◆ **Document passage**:
Some people let the hens hatch eggs in the coop, but too many problems crop up if I allow that and this system just avoids some of the drama that I've encountered occasionally in the past. We all end up coming up with a system that works with what we have or want to buy or build; no one's system is just like anyone else's. But it is fun to read about others' system of using broodies because one can pick up tips and tricks.
Some big chickens that were made with a eye for meat that also do well on the egg front are: Sussex (was once one of the main table birds in London), New Hampshire (developed for meat, but plenty of eggs, Cackle Hatchery used to claim old strain), Chantecler (White definitely huge, Partridge usually, White developed by fellow from Quebec over about 10 years for meat and eggs), and Buckeye (developed by Ohio female as table bird and for eggs). The Chantecler and Buckeye both have the Cornish in their lineage which is a big chested burly bird. However, Dark Cornish of today are not known to be great layers and their eggs are often small (or mine were). What's good for your MN winters would be the roosters of Buckeye and Chantecler would be either a pea or cushion comb and their wattles are both also small from the genetics that go with the P/P portion of their comb genetics. Frostbite often nips the ends off big combed birds or damages the wattles of roosters because the wattles drag in the water in the freezing cold of northern winters. If you cross the roosters of the Chantecler and Buckeye with the single combs of other breed hens, you will end up with chickens with smaller combs. The first generation will have smaller combs, then the second generation will have some that are more big and floppy-ish, and then the third if you breed those with smaller combs, will back to predominantly small. That can be handy if you don't want your roosters to have frostbitten combs.

◆ **Raw data**:

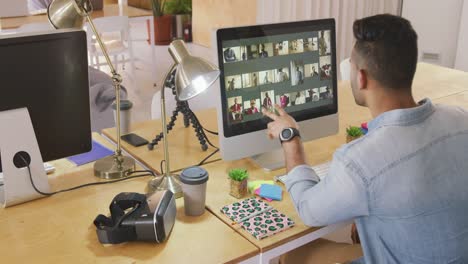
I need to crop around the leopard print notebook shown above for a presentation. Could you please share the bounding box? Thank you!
[221,197,294,240]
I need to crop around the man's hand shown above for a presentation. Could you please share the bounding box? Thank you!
[262,104,299,139]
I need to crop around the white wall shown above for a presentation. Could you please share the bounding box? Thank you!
[402,0,468,68]
[455,0,468,72]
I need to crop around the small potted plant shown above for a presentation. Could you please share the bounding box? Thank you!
[346,126,364,143]
[228,169,249,199]
[165,0,192,41]
[148,0,172,45]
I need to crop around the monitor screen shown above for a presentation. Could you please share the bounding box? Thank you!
[0,31,91,165]
[217,19,338,137]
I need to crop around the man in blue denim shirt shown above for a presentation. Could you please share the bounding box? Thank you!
[264,15,468,263]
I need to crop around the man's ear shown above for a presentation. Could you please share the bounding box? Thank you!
[357,69,368,90]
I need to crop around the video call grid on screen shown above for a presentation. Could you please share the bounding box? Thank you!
[218,20,337,136]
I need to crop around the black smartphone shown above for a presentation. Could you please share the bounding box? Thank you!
[120,133,149,147]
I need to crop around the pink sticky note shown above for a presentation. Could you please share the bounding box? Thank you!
[254,188,273,202]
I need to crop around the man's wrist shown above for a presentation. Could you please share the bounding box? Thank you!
[278,127,301,144]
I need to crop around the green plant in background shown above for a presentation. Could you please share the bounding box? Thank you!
[151,0,167,17]
[346,126,364,137]
[166,0,192,15]
[228,169,249,181]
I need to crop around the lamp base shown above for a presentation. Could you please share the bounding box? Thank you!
[146,174,184,199]
[94,154,135,179]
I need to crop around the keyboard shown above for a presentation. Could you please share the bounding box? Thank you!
[275,161,331,184]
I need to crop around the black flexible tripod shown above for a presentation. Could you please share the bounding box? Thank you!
[148,69,208,151]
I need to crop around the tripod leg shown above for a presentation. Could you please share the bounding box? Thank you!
[147,103,182,150]
[185,105,208,151]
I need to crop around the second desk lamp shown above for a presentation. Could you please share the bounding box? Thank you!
[147,40,220,198]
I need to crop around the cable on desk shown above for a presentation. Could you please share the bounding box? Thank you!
[19,154,156,196]
[159,160,166,175]
[200,127,218,135]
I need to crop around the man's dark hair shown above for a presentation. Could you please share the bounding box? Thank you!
[353,14,418,89]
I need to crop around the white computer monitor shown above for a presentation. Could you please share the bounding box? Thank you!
[216,19,338,169]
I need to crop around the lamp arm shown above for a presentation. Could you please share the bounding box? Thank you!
[86,12,123,166]
[161,63,177,175]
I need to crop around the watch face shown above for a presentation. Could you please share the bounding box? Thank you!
[281,128,292,140]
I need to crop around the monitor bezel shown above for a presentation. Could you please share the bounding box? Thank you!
[216,18,338,138]
[0,29,92,164]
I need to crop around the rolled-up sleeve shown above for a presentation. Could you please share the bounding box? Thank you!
[285,155,369,226]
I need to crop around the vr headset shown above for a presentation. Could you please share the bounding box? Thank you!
[94,191,177,244]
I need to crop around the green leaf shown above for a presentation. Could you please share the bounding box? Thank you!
[228,169,249,181]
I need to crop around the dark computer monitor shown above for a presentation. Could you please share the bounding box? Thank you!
[216,19,338,165]
[0,30,91,170]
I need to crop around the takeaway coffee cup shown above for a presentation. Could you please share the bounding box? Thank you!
[180,166,208,216]
[112,100,133,135]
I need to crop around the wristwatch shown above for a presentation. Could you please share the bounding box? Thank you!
[279,127,301,143]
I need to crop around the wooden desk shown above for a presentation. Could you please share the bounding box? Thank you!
[0,4,153,30]
[0,135,258,263]
[102,109,221,172]
[104,63,468,262]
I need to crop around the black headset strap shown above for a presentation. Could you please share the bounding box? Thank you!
[94,193,147,244]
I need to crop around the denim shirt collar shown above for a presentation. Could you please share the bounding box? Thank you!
[368,98,435,131]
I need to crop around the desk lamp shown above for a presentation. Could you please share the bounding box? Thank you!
[47,0,135,179]
[147,40,219,198]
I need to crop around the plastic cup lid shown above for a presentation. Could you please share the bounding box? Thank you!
[180,166,208,185]
[112,100,133,110]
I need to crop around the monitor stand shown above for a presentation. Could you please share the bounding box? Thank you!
[250,148,286,171]
[0,108,49,207]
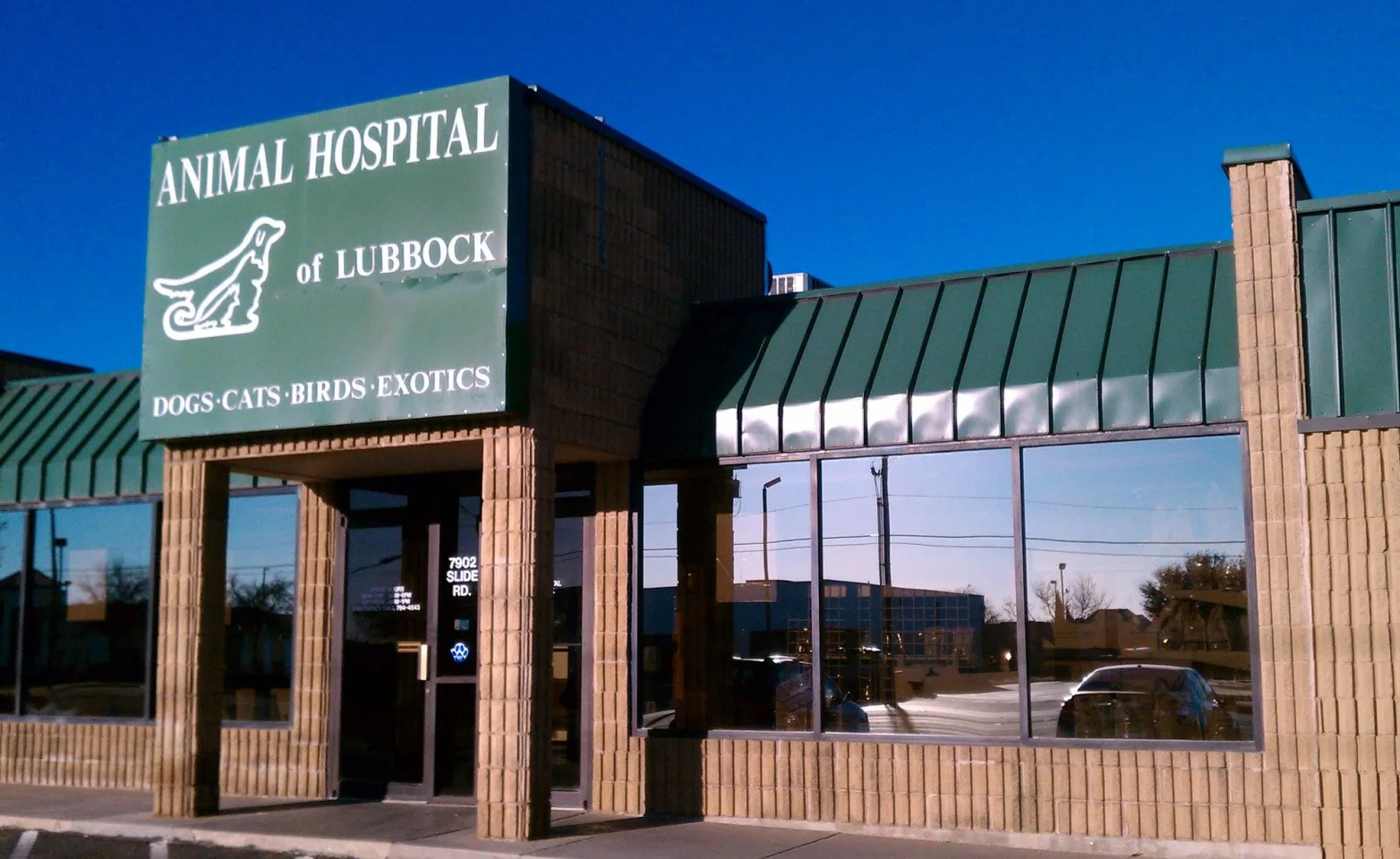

◆ **Problems and tasks**:
A - List the breeds that the passage about chickens names as big chickens bred with meat in mind that also do well on the egg front.
B - Carry the passage about chickens forward from its final sentence.

◆ **Answers provided**:
A -
- Sussex
- New Hampshire
- Chantecler
- Buckeye

B -
Colors. If you do end up crossing breeds, if you choose a black bird, many of your flock will be black. Same with white. You probably already know that. Australorps are E/E so their chicks will be black if the rooster is ... say ... pure red. And then if those chicks are bred to another pure reddish rooster, then only about 1/2 the chicks will be black ... if I'm remembering my genetics properly. Barring takes over the flock if you aren't careful. Lacing is a nice feature as is speckling. One thing to think about since you're thinking of eating some of these is how well do they pluck out? I've heard some folks discuss that some black chickens end up with black speck on them after plucking and that they like a golden/red or white chicken if they're going to be plucking them to roast.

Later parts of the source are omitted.